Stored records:
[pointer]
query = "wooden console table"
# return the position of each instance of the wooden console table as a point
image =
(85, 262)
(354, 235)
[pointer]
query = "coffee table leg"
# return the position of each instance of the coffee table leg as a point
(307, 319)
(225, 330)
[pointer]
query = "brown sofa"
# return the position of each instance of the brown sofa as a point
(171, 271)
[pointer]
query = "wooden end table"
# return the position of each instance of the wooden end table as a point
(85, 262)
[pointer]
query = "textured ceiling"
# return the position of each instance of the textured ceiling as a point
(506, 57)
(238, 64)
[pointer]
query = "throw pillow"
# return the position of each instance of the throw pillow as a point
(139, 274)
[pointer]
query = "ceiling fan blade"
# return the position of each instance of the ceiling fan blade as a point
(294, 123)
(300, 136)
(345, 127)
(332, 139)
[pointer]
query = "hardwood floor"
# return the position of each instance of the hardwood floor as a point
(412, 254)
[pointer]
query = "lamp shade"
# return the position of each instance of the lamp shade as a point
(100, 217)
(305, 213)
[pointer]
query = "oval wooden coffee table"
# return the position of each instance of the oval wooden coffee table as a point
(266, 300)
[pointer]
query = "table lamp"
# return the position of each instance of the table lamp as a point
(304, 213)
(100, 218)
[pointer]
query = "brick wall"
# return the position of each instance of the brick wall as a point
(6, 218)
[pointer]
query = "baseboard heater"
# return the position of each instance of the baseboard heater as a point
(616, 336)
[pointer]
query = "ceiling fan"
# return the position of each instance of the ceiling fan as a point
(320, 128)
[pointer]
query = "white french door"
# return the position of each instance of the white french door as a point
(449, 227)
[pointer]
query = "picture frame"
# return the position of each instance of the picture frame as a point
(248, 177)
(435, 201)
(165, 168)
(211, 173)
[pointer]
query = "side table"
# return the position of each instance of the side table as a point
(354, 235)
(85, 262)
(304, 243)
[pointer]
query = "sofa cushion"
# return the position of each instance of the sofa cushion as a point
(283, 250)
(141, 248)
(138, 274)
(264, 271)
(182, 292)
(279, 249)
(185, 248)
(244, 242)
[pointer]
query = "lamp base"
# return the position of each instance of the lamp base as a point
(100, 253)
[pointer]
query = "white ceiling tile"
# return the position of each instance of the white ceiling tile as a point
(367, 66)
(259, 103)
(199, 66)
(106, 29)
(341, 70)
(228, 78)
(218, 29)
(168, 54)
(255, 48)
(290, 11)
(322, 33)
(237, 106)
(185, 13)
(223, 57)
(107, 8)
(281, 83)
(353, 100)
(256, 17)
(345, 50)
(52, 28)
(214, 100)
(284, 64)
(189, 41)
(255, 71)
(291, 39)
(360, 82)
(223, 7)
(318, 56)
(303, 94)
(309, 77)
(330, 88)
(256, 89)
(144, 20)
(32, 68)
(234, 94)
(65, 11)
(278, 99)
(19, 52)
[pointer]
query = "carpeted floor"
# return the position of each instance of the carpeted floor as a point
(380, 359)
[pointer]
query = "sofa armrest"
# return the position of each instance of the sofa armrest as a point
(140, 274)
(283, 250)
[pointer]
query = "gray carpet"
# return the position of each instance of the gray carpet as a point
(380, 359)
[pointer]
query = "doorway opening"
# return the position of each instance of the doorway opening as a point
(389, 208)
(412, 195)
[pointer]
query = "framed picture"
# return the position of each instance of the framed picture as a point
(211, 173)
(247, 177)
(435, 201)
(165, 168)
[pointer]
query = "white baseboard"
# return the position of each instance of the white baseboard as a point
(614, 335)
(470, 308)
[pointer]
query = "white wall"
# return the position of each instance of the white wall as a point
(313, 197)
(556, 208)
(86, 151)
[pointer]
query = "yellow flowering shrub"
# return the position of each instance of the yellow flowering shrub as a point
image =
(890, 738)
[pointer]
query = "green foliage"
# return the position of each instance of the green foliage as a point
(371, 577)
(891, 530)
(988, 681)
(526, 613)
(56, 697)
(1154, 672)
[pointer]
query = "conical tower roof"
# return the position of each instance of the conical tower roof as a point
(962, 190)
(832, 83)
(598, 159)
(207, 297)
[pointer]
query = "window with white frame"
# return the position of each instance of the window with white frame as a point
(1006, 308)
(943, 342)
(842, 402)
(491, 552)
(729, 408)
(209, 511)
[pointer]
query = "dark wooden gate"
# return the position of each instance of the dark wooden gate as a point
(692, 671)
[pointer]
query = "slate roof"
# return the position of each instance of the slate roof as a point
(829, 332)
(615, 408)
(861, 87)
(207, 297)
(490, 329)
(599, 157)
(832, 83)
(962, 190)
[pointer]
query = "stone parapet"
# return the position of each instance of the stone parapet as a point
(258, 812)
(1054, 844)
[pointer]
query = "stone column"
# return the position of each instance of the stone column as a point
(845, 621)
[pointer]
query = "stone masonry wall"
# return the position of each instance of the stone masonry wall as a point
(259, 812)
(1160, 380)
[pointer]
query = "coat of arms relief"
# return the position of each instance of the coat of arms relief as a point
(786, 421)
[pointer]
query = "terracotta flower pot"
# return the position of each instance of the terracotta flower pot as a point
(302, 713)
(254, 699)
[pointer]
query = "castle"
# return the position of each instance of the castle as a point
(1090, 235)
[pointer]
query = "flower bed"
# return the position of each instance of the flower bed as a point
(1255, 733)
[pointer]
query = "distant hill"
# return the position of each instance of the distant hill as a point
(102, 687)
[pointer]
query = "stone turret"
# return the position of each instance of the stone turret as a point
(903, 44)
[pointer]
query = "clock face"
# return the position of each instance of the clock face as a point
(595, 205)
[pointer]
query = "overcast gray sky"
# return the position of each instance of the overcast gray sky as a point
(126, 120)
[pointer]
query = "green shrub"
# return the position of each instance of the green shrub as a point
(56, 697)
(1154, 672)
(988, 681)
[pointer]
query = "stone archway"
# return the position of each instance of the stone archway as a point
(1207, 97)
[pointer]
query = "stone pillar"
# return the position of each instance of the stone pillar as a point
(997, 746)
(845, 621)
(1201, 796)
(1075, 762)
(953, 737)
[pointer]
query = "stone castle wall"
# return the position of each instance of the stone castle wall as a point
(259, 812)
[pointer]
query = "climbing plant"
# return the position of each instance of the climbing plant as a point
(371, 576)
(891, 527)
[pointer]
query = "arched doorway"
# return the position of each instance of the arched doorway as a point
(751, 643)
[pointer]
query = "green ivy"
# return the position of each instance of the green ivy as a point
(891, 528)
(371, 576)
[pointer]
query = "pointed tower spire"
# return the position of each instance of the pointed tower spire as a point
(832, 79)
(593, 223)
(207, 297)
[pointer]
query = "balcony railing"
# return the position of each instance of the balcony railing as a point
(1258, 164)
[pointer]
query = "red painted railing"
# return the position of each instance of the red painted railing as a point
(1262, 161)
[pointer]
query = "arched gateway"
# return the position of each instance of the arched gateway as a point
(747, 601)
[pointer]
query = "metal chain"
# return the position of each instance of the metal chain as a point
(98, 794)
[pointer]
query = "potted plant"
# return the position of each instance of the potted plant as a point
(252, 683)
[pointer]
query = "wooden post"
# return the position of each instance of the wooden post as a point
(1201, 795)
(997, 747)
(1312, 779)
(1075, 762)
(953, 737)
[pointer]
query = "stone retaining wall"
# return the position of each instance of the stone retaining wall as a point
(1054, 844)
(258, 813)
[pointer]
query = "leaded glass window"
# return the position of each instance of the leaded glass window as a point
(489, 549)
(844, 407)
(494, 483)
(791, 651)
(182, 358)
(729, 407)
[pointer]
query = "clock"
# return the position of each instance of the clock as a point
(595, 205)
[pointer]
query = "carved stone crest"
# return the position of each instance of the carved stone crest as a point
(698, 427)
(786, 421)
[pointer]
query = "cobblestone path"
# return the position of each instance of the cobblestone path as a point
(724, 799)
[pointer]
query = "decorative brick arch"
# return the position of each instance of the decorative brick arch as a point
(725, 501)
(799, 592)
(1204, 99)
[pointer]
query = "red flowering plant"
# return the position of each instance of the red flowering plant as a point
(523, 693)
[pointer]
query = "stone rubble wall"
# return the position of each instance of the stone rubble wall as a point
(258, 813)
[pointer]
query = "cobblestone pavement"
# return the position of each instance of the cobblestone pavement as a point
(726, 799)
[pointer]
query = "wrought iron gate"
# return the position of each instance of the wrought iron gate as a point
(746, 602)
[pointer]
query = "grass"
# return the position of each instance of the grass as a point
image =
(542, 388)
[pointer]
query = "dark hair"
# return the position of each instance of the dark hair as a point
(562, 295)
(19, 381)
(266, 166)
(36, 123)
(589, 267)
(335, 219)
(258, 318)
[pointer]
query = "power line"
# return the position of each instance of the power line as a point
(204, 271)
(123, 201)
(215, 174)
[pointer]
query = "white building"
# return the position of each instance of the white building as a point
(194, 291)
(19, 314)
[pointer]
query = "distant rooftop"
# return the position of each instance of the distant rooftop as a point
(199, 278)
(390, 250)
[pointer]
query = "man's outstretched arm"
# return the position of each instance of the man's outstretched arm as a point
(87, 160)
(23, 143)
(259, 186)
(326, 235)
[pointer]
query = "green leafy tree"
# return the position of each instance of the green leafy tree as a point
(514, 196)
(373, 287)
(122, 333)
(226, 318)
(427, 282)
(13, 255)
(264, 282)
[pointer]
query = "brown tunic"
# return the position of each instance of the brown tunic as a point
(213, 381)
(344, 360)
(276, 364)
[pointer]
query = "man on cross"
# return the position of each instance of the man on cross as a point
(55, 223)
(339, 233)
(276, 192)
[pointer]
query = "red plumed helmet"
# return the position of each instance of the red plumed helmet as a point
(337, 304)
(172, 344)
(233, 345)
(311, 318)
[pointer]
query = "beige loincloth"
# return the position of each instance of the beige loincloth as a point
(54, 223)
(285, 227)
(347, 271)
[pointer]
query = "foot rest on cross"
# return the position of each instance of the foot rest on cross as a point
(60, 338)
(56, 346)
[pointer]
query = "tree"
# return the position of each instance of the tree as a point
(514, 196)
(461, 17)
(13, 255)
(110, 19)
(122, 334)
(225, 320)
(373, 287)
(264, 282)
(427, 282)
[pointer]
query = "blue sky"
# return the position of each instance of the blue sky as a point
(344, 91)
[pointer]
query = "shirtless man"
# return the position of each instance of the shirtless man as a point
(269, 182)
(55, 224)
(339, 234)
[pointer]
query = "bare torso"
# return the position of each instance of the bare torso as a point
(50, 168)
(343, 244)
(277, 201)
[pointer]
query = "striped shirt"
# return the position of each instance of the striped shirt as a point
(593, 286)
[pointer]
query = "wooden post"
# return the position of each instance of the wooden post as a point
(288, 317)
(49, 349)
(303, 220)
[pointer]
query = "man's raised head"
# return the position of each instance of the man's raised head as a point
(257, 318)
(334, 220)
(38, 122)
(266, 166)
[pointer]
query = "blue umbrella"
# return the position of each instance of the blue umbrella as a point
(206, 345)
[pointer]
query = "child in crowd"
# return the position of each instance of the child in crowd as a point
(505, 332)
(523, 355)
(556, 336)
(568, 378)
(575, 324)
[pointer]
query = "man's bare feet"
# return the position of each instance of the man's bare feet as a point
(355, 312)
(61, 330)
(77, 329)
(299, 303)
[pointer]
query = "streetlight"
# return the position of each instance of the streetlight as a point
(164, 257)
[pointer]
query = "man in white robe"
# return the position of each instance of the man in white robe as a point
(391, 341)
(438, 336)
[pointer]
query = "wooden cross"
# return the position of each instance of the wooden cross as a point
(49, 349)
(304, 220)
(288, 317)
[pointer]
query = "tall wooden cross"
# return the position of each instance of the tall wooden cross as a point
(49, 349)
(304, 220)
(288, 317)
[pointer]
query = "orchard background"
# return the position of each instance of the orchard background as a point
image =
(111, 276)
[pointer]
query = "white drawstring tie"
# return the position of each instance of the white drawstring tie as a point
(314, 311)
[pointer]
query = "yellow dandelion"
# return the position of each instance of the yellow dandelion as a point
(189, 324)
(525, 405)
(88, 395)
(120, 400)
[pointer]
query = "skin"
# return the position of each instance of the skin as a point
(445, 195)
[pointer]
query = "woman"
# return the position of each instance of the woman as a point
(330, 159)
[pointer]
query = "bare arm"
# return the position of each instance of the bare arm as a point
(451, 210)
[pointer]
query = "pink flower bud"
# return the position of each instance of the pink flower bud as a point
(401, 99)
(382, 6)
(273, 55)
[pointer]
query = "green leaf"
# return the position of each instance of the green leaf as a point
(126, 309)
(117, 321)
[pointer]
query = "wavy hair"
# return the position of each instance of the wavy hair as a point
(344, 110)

■ Stated goal:
Count the lines in the listing above that contain the word "arched", with case counting, and give only the number.

■ Solution to this task:
4